* Entries supplied *

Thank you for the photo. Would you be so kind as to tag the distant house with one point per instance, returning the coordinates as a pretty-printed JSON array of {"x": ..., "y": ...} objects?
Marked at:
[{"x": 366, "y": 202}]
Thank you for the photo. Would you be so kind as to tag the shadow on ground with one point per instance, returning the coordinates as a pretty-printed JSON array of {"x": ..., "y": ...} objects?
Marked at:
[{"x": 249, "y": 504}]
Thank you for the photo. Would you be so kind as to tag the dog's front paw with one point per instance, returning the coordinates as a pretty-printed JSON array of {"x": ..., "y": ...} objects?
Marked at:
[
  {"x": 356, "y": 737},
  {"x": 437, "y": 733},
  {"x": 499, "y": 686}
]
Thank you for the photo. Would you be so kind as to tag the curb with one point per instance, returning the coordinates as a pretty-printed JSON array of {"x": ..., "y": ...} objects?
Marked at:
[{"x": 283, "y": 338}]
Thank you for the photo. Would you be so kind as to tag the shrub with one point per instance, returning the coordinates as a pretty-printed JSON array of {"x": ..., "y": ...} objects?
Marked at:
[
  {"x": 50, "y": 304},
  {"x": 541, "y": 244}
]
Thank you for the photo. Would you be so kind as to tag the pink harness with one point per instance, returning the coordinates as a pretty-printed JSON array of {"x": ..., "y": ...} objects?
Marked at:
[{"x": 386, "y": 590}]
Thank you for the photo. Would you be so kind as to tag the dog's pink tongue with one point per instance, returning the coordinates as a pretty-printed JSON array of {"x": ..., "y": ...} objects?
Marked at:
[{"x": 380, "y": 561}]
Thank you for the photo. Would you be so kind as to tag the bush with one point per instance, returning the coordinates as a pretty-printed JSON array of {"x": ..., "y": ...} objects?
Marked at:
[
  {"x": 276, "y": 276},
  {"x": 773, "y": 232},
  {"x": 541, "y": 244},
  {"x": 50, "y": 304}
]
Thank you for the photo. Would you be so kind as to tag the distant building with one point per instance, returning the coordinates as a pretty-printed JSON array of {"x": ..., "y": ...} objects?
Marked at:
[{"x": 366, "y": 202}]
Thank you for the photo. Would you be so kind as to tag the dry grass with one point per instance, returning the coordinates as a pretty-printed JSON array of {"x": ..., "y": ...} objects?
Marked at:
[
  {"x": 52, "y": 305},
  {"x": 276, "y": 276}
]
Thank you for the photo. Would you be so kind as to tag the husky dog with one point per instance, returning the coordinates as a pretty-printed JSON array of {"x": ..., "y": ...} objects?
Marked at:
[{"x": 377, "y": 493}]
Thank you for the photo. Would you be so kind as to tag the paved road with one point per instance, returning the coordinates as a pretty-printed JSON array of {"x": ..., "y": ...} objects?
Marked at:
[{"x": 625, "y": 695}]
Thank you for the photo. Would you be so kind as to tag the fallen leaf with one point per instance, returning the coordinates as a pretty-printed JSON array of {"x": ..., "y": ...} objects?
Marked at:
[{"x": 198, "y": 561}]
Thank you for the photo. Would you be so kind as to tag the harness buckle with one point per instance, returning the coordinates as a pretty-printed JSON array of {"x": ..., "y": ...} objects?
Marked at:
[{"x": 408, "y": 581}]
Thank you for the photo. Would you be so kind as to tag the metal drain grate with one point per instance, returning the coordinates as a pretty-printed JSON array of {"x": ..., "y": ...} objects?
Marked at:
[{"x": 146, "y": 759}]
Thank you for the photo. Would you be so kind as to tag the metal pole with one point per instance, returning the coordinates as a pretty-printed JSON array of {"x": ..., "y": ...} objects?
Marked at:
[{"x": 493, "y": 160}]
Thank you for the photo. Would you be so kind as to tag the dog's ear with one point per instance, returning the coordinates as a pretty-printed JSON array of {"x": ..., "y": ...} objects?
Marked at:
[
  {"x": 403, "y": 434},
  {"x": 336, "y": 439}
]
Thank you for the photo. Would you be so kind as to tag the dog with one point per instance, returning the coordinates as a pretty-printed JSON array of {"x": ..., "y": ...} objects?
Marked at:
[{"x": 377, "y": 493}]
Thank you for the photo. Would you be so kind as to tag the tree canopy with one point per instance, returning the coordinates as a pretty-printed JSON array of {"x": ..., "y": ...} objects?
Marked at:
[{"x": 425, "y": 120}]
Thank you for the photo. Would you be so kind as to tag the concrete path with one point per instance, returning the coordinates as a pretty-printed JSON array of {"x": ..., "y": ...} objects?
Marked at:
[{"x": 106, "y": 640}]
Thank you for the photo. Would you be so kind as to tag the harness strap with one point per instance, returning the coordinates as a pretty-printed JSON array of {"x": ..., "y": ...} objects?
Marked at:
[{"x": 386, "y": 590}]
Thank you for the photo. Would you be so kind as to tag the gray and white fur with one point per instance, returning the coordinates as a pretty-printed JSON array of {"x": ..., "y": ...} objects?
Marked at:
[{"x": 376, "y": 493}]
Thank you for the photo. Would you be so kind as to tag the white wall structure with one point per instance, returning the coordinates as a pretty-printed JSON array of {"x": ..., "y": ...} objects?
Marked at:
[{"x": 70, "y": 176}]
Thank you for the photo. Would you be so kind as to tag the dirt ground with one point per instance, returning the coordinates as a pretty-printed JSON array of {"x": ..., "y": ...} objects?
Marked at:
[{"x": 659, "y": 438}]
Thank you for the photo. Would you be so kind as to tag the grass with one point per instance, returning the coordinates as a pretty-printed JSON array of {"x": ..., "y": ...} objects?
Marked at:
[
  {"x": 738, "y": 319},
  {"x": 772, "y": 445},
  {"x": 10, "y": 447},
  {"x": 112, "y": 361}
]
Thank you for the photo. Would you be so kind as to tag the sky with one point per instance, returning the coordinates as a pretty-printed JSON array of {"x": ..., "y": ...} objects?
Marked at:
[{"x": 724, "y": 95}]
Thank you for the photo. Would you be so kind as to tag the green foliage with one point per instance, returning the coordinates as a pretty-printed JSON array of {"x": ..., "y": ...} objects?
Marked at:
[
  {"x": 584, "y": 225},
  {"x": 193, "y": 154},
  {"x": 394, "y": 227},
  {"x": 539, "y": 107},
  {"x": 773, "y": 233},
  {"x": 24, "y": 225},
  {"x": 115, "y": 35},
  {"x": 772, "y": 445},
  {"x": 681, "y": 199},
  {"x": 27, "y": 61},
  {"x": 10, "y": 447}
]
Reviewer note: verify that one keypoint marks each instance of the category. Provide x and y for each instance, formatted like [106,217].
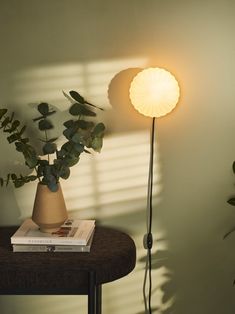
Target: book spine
[50,248]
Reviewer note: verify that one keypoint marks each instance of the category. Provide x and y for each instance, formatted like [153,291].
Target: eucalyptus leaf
[85,124]
[231,201]
[18,183]
[49,148]
[97,144]
[64,172]
[69,123]
[43,108]
[22,130]
[71,160]
[76,96]
[53,186]
[99,129]
[80,133]
[14,137]
[81,110]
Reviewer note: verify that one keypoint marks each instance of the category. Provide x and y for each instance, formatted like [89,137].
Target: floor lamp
[154,92]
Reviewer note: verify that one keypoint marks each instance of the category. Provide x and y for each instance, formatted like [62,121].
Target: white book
[72,232]
[53,248]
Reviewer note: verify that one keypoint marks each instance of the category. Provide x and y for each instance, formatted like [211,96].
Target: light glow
[154,92]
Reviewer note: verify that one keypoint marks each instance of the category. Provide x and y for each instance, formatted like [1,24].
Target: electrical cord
[148,238]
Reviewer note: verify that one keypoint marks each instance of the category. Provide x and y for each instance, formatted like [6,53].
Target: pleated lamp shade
[154,92]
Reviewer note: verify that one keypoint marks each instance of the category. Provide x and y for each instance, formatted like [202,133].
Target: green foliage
[80,136]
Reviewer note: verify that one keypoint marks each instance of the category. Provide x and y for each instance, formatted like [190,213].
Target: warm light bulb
[154,92]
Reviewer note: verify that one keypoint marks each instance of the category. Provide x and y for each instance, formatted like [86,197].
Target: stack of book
[73,236]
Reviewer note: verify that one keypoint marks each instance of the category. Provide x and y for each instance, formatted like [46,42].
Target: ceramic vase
[49,210]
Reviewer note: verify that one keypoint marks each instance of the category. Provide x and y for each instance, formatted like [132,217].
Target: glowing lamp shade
[154,92]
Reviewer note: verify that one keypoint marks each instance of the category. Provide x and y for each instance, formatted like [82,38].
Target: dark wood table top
[112,256]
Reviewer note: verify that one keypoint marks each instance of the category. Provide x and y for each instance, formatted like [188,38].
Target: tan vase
[49,210]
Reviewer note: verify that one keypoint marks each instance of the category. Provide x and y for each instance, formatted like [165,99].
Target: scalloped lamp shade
[154,92]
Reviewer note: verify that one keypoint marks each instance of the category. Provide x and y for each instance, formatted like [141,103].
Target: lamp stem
[148,239]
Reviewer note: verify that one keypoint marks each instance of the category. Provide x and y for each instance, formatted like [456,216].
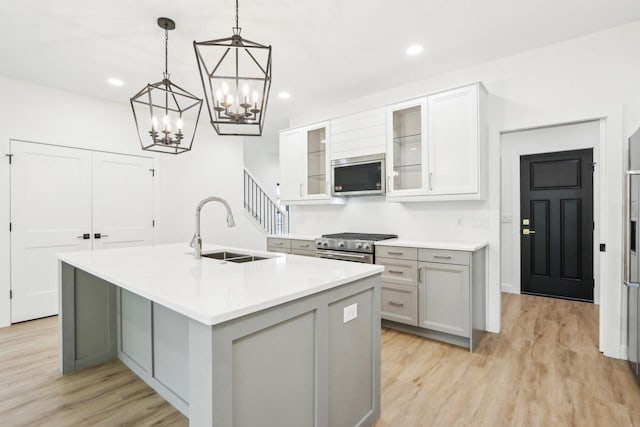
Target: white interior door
[122,201]
[50,213]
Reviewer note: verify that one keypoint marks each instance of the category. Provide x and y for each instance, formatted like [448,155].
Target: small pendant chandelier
[169,109]
[237,86]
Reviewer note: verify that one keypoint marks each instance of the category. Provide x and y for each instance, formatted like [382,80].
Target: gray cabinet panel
[171,350]
[278,249]
[135,324]
[399,303]
[396,252]
[443,256]
[305,245]
[399,271]
[351,391]
[444,298]
[266,382]
[279,243]
[93,317]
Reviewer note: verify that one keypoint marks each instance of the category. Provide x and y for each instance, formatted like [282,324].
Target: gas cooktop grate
[360,236]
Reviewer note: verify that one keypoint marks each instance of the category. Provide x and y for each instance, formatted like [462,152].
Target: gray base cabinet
[291,246]
[301,363]
[437,294]
[443,296]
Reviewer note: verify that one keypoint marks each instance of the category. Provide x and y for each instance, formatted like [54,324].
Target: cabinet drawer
[446,257]
[305,245]
[399,271]
[399,303]
[278,249]
[303,252]
[396,252]
[278,243]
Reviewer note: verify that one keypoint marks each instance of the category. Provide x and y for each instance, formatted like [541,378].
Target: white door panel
[122,200]
[50,212]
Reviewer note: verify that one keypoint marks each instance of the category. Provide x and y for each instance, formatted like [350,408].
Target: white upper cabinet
[292,154]
[435,147]
[453,141]
[305,164]
[406,148]
[359,134]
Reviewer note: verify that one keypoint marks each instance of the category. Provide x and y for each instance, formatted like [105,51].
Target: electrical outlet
[350,312]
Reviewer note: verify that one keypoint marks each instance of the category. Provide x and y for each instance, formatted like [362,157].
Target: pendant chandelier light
[236,78]
[166,115]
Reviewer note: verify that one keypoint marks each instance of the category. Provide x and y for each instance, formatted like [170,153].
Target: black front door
[556,228]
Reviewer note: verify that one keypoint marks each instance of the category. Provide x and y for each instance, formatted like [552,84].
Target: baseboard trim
[508,288]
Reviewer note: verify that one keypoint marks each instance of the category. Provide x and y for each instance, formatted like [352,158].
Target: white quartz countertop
[213,291]
[427,244]
[292,236]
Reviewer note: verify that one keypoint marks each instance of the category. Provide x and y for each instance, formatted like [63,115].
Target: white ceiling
[323,51]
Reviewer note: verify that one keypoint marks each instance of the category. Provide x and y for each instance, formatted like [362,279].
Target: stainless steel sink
[232,257]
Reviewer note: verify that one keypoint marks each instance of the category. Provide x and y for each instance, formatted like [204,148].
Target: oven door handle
[339,255]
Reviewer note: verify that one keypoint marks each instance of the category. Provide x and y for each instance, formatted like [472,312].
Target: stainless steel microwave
[358,176]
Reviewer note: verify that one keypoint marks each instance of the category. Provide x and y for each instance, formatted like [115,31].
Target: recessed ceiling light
[114,81]
[414,49]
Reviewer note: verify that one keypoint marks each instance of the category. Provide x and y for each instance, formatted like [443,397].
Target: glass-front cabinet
[316,142]
[406,170]
[434,146]
[305,164]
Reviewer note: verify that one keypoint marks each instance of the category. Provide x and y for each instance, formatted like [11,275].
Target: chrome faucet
[196,241]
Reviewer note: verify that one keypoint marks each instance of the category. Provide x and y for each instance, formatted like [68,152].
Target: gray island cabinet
[286,340]
[435,290]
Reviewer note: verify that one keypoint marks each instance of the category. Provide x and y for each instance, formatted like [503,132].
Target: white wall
[40,114]
[562,82]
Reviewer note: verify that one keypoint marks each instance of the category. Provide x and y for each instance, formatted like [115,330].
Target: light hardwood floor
[543,370]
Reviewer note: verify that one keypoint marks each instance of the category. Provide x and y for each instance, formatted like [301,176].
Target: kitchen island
[286,340]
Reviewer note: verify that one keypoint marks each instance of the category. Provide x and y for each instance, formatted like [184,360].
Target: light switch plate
[350,312]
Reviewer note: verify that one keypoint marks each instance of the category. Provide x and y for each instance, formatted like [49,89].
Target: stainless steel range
[357,247]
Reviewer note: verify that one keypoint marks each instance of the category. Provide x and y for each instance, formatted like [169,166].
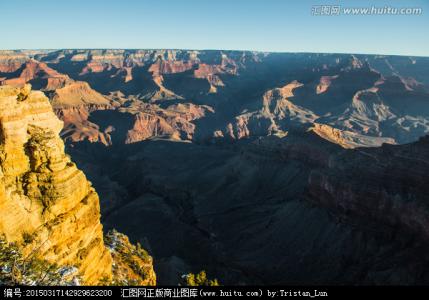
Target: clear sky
[265,25]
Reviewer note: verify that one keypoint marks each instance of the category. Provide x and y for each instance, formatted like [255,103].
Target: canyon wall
[48,206]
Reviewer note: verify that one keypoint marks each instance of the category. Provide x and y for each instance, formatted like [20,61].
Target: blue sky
[264,25]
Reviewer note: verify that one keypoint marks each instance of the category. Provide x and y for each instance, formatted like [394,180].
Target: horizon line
[207,49]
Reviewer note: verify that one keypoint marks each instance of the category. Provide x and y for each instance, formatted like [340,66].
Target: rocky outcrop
[48,206]
[174,122]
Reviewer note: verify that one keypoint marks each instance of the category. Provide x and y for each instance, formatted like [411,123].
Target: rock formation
[48,206]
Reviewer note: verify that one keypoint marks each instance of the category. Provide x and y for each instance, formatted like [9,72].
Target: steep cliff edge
[48,206]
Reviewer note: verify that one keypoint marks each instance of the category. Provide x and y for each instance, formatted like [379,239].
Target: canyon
[261,168]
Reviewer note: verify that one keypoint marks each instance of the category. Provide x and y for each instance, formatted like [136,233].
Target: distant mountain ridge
[362,96]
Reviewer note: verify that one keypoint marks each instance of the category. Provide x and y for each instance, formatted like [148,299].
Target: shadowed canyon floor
[262,168]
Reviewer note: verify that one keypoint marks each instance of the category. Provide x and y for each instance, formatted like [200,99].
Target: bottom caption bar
[340,292]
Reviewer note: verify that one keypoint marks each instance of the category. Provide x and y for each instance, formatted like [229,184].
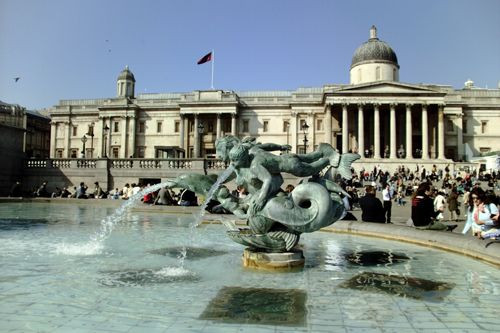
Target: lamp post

* What the exercise asks *
Working from the line that contains "formatted like [20,61]." to the last line of the listing, please quote each line exactly, pictures excluded.

* Solution *
Reviewer note: verify that one keypoint marks each instance of the category. Provide x and y for each instance, formatted like [20,61].
Target: blue sky
[264,25]
Reviewer note: verify that one keypoint marks each instance of the category. Provide x and y for each instance, formatted like [394,180].
Target: horizon line
[207,49]
Reviewer note: verify that one keypoint marks each instance of the category. Provide x and y for each instance, formatted like [340,66].
Target: rocky outcrop
[48,206]
[174,122]
Reviewer note: verify that one keypoint marks each instance of the category. Provide x and y for each instance, formatted like [411,123].
Target: rock formation
[48,206]
Reviewer note: verify that one keypoint marks each instance of the category. Provide x and y for each instance, formatted like [9,72].
Target: steep cliff edge
[48,206]
Reviewer note: verify that one keypoint marks each instance of the category. Provide x and y for each instance, formatted like [379,239].
Target: canyon
[261,168]
Reviewer note: verify that one keypoint marks each instance of the category. Provide x and y for each instance, formatted like [136,233].
Target: distant mountain ridge
[362,96]
Reviewer note: verify that one keypoint marks each instance of the category. Provide x and y for each instance, formatted like [148,299].
Target: shadowed canyon floor
[262,168]
Reviewer note: verify that one keypoint marks each instance of the category. Provide x and y for each instance, formatted like [200,99].
Target: bottom caption bar
[340,292]
Reviewer note: verify that one keypoint marks each instance of the category. Provide x and y for each instance, formatted like [229,184].
Target: lamp post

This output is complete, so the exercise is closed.